--- GIVEN INSTRUCTION ---
Render the records starting with the line that contains "of the concrete" and going on through the end of the records as a JSON list of strings, one string per line, with blank lines left out.

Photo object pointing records
** START **

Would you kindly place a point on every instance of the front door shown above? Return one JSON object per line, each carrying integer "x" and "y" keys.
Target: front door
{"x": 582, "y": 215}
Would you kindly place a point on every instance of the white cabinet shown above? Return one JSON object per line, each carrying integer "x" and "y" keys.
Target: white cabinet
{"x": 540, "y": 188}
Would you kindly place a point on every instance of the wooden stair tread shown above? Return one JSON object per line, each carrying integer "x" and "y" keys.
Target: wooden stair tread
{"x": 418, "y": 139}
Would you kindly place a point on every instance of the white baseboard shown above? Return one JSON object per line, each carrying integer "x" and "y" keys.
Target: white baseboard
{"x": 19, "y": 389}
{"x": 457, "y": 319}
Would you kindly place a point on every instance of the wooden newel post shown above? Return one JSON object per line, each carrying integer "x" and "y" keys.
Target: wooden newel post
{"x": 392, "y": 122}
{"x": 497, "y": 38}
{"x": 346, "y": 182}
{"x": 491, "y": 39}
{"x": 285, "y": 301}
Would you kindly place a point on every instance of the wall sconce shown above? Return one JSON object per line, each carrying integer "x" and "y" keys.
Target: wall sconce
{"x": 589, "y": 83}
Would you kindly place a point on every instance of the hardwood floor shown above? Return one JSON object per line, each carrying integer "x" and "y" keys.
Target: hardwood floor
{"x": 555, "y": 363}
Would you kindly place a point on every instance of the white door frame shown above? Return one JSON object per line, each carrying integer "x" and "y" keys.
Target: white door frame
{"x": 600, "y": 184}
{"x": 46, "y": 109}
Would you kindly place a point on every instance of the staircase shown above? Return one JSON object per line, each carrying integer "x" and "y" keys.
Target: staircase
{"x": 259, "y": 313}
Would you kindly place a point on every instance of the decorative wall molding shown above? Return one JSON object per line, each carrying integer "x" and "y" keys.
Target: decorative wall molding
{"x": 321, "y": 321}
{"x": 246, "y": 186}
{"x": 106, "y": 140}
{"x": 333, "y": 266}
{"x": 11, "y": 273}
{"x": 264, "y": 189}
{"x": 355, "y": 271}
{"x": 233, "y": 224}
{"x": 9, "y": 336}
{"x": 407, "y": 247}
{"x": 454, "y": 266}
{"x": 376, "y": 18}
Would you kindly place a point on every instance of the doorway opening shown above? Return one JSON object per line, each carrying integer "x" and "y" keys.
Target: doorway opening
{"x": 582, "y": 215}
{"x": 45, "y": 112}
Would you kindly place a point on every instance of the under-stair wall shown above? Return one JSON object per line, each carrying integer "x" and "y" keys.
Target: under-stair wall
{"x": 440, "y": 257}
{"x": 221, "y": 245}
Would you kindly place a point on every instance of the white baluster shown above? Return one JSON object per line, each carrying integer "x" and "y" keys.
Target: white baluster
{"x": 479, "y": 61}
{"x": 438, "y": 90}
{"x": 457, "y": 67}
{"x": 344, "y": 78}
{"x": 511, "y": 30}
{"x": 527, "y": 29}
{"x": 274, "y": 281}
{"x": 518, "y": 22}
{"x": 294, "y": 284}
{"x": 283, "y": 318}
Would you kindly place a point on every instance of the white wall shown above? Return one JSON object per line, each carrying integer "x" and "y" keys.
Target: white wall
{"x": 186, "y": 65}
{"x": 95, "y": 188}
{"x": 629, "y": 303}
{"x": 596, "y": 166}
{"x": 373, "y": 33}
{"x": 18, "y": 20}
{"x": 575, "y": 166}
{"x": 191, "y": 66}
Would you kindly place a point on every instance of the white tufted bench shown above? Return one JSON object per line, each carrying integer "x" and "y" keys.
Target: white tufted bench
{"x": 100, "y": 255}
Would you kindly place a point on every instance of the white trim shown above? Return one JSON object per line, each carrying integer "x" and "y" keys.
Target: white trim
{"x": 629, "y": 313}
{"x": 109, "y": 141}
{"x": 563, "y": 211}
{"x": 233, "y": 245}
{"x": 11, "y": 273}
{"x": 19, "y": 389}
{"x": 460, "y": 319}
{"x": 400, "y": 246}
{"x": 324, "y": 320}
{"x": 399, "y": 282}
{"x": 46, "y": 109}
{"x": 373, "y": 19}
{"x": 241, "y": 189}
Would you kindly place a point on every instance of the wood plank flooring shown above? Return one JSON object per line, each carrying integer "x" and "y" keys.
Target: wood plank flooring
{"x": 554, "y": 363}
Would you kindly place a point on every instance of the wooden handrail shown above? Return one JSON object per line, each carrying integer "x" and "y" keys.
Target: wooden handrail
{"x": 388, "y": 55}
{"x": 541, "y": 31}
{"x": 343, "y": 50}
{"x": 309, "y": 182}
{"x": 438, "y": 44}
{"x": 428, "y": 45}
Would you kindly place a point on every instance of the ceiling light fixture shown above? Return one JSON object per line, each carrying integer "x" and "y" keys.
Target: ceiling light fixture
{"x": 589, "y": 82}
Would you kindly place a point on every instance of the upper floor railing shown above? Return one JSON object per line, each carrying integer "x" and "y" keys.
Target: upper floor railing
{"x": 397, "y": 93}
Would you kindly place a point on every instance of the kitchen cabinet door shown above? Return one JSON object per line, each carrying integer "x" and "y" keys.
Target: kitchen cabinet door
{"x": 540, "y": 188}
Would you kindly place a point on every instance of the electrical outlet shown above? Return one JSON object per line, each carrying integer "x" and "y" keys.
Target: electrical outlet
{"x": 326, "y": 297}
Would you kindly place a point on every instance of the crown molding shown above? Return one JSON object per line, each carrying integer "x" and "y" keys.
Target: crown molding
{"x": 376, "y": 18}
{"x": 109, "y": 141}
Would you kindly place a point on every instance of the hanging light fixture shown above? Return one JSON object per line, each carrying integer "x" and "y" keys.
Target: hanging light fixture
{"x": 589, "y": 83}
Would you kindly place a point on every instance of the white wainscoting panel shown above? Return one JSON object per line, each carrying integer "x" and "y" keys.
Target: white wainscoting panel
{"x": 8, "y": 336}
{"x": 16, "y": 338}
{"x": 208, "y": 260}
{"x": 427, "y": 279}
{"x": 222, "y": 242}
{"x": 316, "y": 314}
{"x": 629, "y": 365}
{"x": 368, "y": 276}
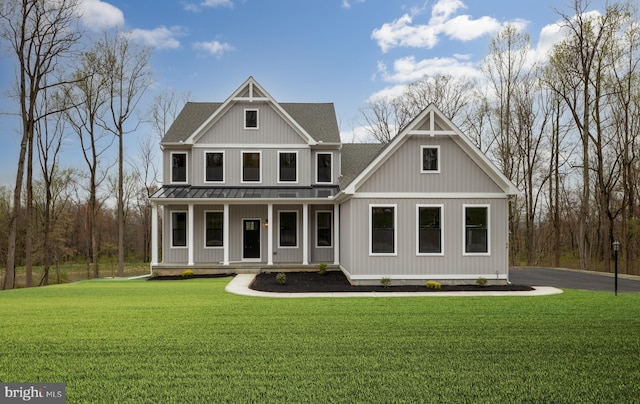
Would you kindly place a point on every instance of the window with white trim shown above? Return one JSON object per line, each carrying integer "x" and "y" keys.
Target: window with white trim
{"x": 288, "y": 221}
{"x": 430, "y": 159}
{"x": 476, "y": 229}
{"x": 178, "y": 167}
{"x": 323, "y": 168}
{"x": 324, "y": 228}
{"x": 287, "y": 167}
{"x": 382, "y": 229}
{"x": 214, "y": 228}
{"x": 251, "y": 167}
{"x": 251, "y": 119}
{"x": 178, "y": 229}
{"x": 214, "y": 166}
{"x": 429, "y": 230}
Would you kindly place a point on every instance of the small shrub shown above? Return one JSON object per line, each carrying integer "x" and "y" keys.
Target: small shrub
{"x": 481, "y": 282}
{"x": 187, "y": 274}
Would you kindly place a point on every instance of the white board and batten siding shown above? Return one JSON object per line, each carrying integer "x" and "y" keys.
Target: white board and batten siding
{"x": 399, "y": 182}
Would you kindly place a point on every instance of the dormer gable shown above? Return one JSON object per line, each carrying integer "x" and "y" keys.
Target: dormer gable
{"x": 430, "y": 124}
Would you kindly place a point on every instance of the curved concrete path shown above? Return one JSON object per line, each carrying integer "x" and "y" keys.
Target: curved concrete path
{"x": 239, "y": 285}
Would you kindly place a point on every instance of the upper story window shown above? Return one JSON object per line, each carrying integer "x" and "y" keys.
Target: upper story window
{"x": 324, "y": 171}
{"x": 251, "y": 119}
{"x": 214, "y": 166}
{"x": 288, "y": 167}
{"x": 430, "y": 159}
{"x": 251, "y": 167}
{"x": 382, "y": 229}
{"x": 178, "y": 167}
{"x": 476, "y": 229}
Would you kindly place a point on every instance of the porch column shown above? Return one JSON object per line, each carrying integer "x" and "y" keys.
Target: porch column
{"x": 190, "y": 239}
{"x": 336, "y": 234}
{"x": 154, "y": 234}
{"x": 270, "y": 234}
{"x": 225, "y": 234}
{"x": 305, "y": 234}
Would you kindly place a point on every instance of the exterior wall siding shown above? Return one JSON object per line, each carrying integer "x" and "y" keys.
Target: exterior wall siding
{"x": 272, "y": 129}
{"x": 359, "y": 262}
{"x": 401, "y": 172}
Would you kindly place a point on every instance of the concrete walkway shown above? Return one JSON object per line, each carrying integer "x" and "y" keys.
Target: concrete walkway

** END **

--- THE OUTPUT ---
[
  "Would you kindly place a point on every instance of the concrete walkway shown above? Return one JSON object per line, each carrying integer \"x\" and \"y\" keys.",
  "Target: concrete walkway"
]